[Saved entries]
---+---

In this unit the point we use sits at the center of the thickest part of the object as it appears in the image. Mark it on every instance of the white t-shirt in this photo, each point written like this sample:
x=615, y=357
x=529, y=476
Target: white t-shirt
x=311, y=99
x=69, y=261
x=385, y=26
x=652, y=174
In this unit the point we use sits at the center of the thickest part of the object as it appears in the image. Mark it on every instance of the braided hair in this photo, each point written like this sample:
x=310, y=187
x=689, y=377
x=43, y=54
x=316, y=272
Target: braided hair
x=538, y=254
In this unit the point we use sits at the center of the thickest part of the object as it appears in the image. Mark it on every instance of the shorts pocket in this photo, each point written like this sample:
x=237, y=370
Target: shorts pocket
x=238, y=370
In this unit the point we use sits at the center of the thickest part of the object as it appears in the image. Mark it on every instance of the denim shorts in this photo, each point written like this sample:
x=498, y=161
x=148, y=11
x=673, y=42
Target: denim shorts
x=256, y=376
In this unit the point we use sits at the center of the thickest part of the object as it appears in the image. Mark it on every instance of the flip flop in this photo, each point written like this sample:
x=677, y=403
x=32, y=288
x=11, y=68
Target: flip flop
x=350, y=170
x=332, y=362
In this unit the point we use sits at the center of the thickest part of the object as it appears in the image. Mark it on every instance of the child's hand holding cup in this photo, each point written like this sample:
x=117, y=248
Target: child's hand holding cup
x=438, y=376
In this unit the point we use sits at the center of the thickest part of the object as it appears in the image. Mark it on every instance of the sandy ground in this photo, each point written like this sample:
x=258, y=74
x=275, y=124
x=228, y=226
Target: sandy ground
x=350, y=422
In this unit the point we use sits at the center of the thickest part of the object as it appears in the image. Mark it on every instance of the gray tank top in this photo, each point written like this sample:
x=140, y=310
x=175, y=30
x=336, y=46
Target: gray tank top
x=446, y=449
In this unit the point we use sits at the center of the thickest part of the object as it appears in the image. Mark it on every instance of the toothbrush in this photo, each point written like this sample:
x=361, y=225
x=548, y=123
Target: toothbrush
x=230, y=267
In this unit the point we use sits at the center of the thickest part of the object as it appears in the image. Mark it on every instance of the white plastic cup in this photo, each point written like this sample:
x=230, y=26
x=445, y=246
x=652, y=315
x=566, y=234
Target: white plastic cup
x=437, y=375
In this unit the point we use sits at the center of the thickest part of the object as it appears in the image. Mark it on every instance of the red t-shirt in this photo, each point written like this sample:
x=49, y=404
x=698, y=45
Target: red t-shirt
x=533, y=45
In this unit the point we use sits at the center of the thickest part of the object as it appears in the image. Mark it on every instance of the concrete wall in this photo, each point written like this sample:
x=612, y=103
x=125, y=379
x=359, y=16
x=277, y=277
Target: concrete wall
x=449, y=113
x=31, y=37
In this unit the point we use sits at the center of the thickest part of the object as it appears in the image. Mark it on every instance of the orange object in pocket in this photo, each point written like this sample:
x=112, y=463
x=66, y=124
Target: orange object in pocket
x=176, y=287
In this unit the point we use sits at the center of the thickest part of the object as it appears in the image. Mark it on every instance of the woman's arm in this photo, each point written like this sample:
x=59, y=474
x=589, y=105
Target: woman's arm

---+---

| About this task |
The word to look for is "woman"; copy out every line of the entries that holds it.

| Task output |
In this unit the point we use sits at the center of the thickest part of the object as it appears in the image. Mark it on every instance of the woman's arm in this photo, each point written like this sample:
Target: woman's arm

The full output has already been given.